*** Begin section ***

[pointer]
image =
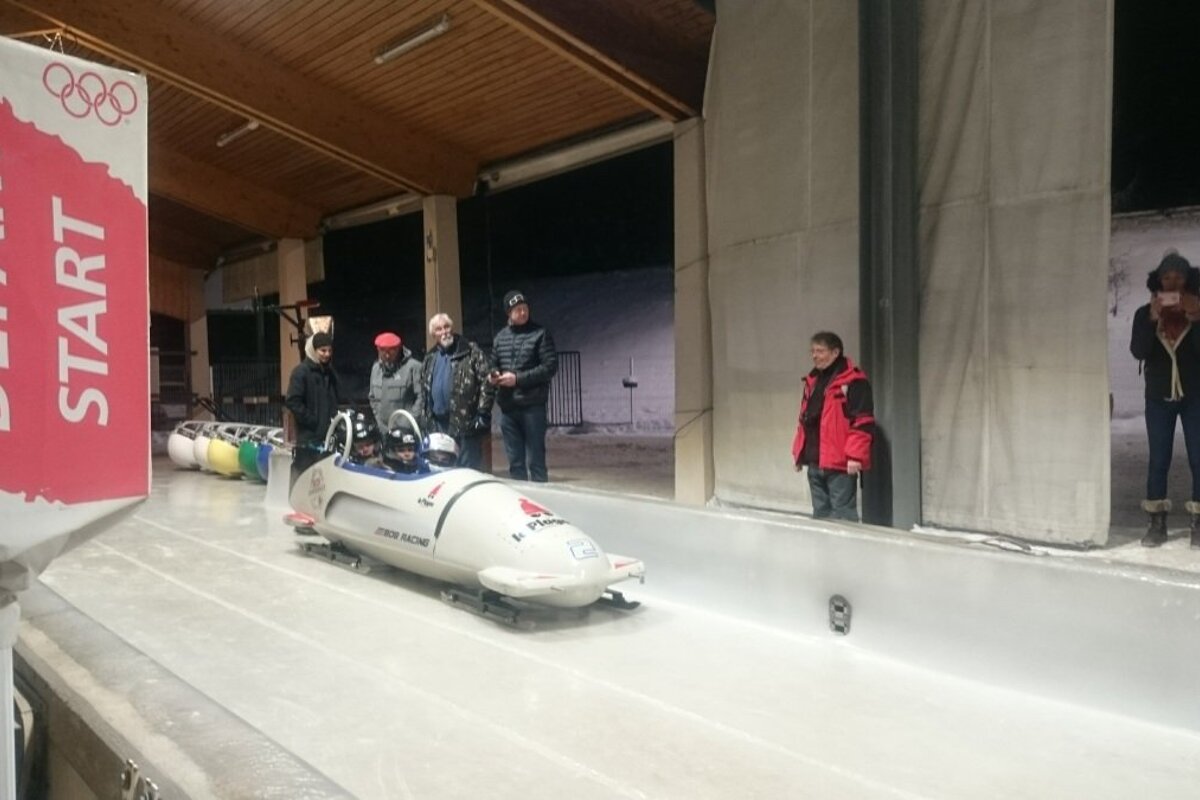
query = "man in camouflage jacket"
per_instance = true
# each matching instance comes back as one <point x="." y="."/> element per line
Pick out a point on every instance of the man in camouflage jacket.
<point x="456" y="397"/>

*** End section ***

**Directions**
Where the line containing "Pick out a point" appears, begin a word-for-word copy and carry it through the last line of the listing, leaving out all other lines.

**Solution**
Pick out a point on every instance of the man in camouflage jacket.
<point x="456" y="397"/>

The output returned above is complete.